Work required
Reproduce every row below word for word, leaving out the pictures.

Record extracts
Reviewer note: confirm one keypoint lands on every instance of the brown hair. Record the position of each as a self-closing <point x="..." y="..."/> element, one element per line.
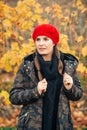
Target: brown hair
<point x="37" y="65"/>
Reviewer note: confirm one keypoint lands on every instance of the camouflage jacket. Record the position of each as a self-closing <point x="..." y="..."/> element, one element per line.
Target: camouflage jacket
<point x="24" y="92"/>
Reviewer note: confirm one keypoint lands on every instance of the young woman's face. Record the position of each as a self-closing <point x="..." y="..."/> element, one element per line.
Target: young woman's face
<point x="44" y="45"/>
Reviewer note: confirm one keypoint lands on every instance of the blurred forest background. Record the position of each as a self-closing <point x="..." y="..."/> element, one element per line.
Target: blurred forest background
<point x="17" y="20"/>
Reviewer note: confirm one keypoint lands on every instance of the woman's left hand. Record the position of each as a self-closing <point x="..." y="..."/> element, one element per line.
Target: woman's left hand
<point x="68" y="81"/>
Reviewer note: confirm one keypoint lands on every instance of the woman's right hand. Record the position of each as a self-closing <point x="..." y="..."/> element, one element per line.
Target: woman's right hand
<point x="42" y="86"/>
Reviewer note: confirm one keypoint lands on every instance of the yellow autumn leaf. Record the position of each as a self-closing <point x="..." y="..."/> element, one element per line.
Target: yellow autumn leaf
<point x="15" y="46"/>
<point x="7" y="23"/>
<point x="21" y="38"/>
<point x="81" y="68"/>
<point x="84" y="51"/>
<point x="4" y="94"/>
<point x="80" y="38"/>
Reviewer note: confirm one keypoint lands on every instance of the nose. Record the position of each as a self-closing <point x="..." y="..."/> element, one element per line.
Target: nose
<point x="41" y="42"/>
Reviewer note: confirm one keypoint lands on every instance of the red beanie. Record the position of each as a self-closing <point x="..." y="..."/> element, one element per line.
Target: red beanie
<point x="46" y="30"/>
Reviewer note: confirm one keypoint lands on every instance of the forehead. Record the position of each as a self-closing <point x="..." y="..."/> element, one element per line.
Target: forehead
<point x="43" y="37"/>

Problem solution
Reviewer note: confirm one keypoint lands on every instance of the brown hair. Record the position of each as a self-closing <point x="..." y="..."/> element, one element per line.
Target: brown hair
<point x="37" y="65"/>
Reviewer note: confirm one keypoint lands on every instance of the camouflage jacket. Record the position of each as a self-closing <point x="..." y="..."/> element, one element per line.
Target: camouflage jacket
<point x="24" y="92"/>
Reviewer note: confirm one keypoint lands on every instance of the young woman's face. Record the position of each as a self-closing <point x="..." y="..."/> element, one element per line.
Target: young woman's face
<point x="44" y="45"/>
Reviewer note: confirm one keypoint lands on every instance of the blurred forest background. Record the position of each as a self-closing <point x="..." y="..."/> element, one element per line.
Target: blurred forest background
<point x="17" y="20"/>
Reviewer note: confirm one keypoint lands on every instance of the woman's left hand. Record the position of each as a self-closing <point x="..." y="..."/> element, one element per line.
Target: woman's left hand
<point x="68" y="81"/>
Reviewer note: confirm one keypoint lands on every instance of the woman's right hand. Record the position of each as a self-closing <point x="..." y="..."/> element, one element per line.
Target: woman's right hand
<point x="42" y="86"/>
Reviewer note: confirm one keypoint lands on every instance of the yellow autumn leaf. Record the position of each as a self-closing <point x="..." y="..."/> element, one element per line.
Target: yellow autumn leaf
<point x="15" y="46"/>
<point x="7" y="23"/>
<point x="21" y="38"/>
<point x="81" y="68"/>
<point x="84" y="51"/>
<point x="4" y="94"/>
<point x="80" y="38"/>
Reviewer note: confirm one keypoint lands on every instance of the nose. Record the position of each as a self-closing <point x="..." y="..."/> element, one element per line.
Target: nose
<point x="41" y="42"/>
Reviewer note: confirm one keypoint lands on every instance of the red beanie. Record the position of each as a self-closing <point x="..." y="..."/> element, one element per line.
Target: red beanie
<point x="46" y="30"/>
Reviewer note: confirm one keypoint lands on every instance of the forehead. Record the position of each as a self-closing <point x="..." y="..."/> element, one element per line.
Target: forehead
<point x="43" y="37"/>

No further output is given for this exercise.